> _What you will do_:
Copy every entry below word for word, omitting the pictures.

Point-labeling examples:
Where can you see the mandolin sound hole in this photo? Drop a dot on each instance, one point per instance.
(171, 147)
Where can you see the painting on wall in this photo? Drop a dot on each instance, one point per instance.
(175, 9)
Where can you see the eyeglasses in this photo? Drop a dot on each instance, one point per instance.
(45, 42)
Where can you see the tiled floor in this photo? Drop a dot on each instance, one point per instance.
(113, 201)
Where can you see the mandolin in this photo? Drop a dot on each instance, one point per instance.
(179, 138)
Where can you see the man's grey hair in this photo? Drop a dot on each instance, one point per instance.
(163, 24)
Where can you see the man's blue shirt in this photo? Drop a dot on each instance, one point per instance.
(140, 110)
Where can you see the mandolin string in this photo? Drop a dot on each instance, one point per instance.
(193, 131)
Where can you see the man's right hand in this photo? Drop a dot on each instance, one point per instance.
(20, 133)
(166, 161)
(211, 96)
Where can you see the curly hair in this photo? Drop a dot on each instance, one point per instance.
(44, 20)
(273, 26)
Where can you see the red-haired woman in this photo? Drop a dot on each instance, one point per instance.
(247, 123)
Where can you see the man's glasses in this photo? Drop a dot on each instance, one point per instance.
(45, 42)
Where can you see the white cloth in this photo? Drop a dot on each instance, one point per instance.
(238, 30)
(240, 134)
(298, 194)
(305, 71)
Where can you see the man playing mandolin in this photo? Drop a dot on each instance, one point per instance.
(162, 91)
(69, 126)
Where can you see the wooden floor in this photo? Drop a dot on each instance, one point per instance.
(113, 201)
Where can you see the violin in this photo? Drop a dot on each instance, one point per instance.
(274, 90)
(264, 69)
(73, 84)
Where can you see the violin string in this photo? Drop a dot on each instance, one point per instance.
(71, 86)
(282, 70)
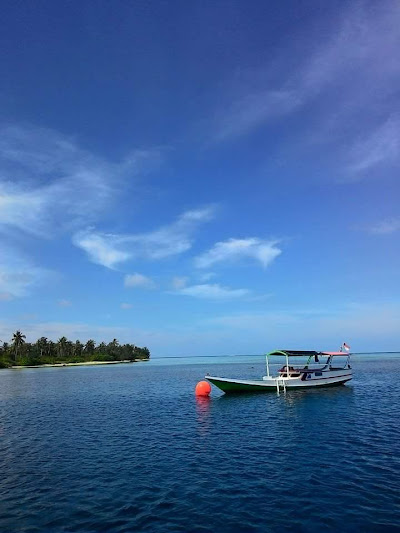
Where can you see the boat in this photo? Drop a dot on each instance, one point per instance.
(320, 369)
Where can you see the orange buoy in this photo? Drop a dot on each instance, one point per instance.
(203, 388)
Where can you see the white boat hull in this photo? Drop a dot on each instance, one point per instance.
(329, 378)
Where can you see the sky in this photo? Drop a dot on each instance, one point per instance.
(201, 178)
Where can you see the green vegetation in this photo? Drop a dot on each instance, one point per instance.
(43, 351)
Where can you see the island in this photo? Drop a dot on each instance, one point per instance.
(44, 352)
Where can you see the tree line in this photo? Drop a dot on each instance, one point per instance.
(45, 351)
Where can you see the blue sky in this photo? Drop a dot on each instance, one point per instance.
(201, 178)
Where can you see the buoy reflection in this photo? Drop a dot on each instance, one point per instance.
(203, 409)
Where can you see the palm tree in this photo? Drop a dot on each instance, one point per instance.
(62, 344)
(90, 346)
(42, 344)
(18, 340)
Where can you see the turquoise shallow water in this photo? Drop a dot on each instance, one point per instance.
(129, 448)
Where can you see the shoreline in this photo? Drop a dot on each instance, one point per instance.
(85, 363)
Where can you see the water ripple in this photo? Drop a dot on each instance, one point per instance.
(119, 449)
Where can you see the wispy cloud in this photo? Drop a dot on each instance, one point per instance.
(379, 146)
(64, 303)
(138, 281)
(49, 183)
(386, 227)
(235, 249)
(179, 282)
(212, 292)
(252, 110)
(18, 275)
(355, 67)
(110, 250)
(102, 248)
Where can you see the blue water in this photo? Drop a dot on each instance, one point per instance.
(129, 448)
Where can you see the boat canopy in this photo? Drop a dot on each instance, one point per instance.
(304, 353)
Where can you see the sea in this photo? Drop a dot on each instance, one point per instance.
(129, 448)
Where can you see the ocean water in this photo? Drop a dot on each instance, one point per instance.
(129, 448)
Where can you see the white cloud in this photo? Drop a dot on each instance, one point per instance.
(234, 249)
(101, 248)
(5, 296)
(252, 110)
(353, 65)
(386, 227)
(176, 238)
(179, 282)
(138, 280)
(212, 292)
(49, 183)
(64, 303)
(18, 275)
(379, 146)
(206, 276)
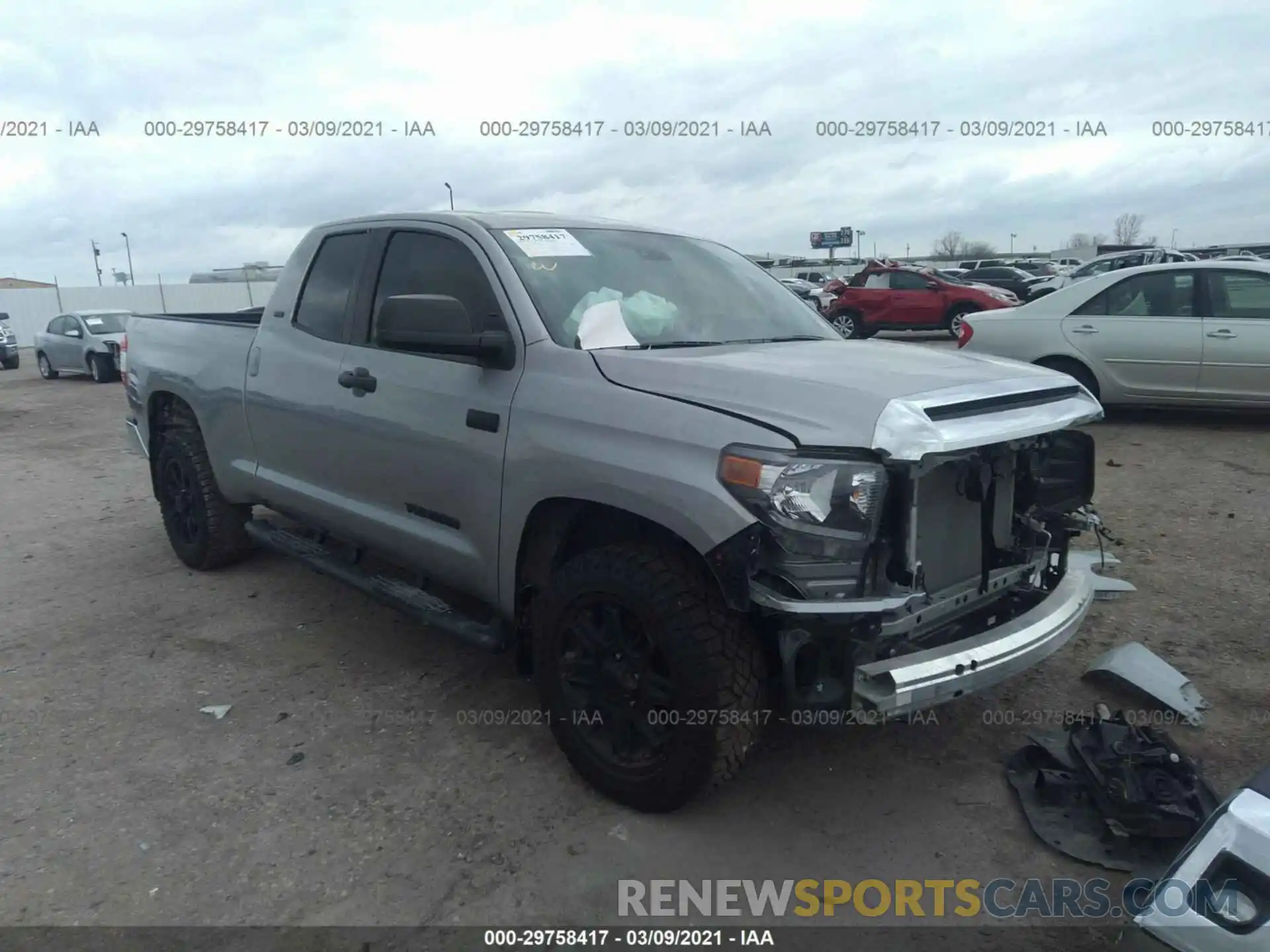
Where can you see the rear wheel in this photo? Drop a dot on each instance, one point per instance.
(654, 687)
(206, 531)
(849, 324)
(952, 323)
(1076, 370)
(99, 368)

> _Answer to this problem_:
Where can you see the mandolin sound hole in this photo? Drop a dot on each instance, one point per instance.
(171, 147)
Where can you see the painting on wall in this photo? Drop a dot on each instance, one point per instance.
(175, 9)
Where can you see the eyeglasses in this photo? Drop a dot on each instance, one point per instance.
(45, 42)
Where can you see the tiled floor in this photo? Drop a dot on each instance, one point per instance.
(113, 201)
Where can you see the mandolin in this photo? Drop a dot on each instance, one point per instance.
(179, 138)
Where can you see the man's grey hair in this photo? Drop a dot on each instance, one point per instance.
(163, 24)
Where can you see the man's blue shirt in this photo? Drop a dot on each instance, one point per instance.
(140, 110)
Where can you see the mandolin string in this photo? Drop a dot on each instance, one point per instance.
(193, 131)
Where can you see the man's right hand in this photo? Drop a dot on each instance, one point per instance.
(20, 133)
(166, 161)
(211, 96)
Where can you see the curly hair in this photo? Drop a dot on each instance, one point per instance.
(44, 20)
(273, 26)
Where can you see the red-haired woman in this photo? Drop a dot on each instance, one point per instance.
(247, 123)
Where can you see the man's glasses in this photo? Drop a dot on each instance, one point per instance.
(45, 42)
Where can you see the white cloth in this photo? Drop a dot on each instance, one point per instance.
(238, 30)
(240, 134)
(298, 194)
(305, 71)
Where can you see the man playing mandolin in this photo? Drop a dot on each instance, one point per instance.
(162, 91)
(69, 126)
Where can you see the wooden floor in this photo? Drop a dot on each instance, one point per instance.
(113, 201)
Where can you see the violin in this photo? Drop a dot on each instance, one point per instance.
(274, 90)
(264, 69)
(73, 84)
Where can you see the violin string in this photo? Drop a dot on each instance, one point per instance.
(71, 86)
(282, 70)
Where can you see the boat in this photo? Drop a dot on each instance, one point per instance.
(320, 369)
Where can you see the orange buoy in this photo? Drop a dot on each instance, one point per instance.
(203, 388)
Where can you see the white boat hull in this photo? Drop a dot on each instance, one point per instance.
(329, 378)
Where can you see the sky in this photo? Drop a dot on each instance, one point per instance.
(201, 178)
Where can you see the green vegetation in this photo? Drop a dot on each instance, one point per instance.
(43, 351)
Where can you see the island in this photo? Drop a dot on each instance, one point per instance.
(44, 352)
Where can you see the tree line in this photo? Drop a dot on each instance, one point per instance.
(45, 351)
Where can you see the blue sky in this photo? Drop a dot on each instance, one point per instance.
(201, 178)
Where can you see the buoy reflection in this photo? Drop a dot on each instance, one point per instance.
(203, 409)
Where can you see the palm tree in this photo? Drop a dot on each instance, one point per instance.
(62, 344)
(90, 346)
(42, 344)
(18, 340)
Where can you see the turquoise shallow water in this photo? Drop a dot on each instance, one point per instance.
(129, 448)
Where can you see the shoreline in this photo? Drop a dot on each instance, one point per instance.
(85, 363)
Where can you see the water ripple in this photo? Drop a dot on each instance, one point per instance.
(119, 449)
Where can you see the wispy cloud in this photo? Drop a dot on each instance, one point per instance.
(379, 146)
(64, 303)
(138, 281)
(49, 183)
(386, 227)
(235, 249)
(179, 282)
(212, 292)
(252, 110)
(18, 275)
(355, 67)
(110, 250)
(102, 248)
Where can you see the blue water in this photo? Drop a dot on each instance, one point per instance.
(129, 448)
Where can you see the boat canopy in this photo? Drop a dot on each instance, one point per instance.
(304, 353)
Where can you see the sea in this photo? Drop a dot on each instance, one point per instance.
(129, 448)
Where can you see the ocean water in this photo? Drop a dot on each instance, one point per instance.
(129, 448)
Where can you see the white cloud in this photo? Drop a dot on each instance, one point per instance.
(234, 249)
(101, 248)
(5, 296)
(252, 110)
(353, 65)
(386, 227)
(176, 238)
(179, 282)
(138, 280)
(212, 292)
(49, 183)
(64, 303)
(18, 275)
(379, 146)
(206, 276)
Where can you see the rear wheel in this photo? Drop a dot on each instance, one point per instance.
(654, 687)
(206, 531)
(849, 324)
(952, 323)
(1076, 370)
(99, 368)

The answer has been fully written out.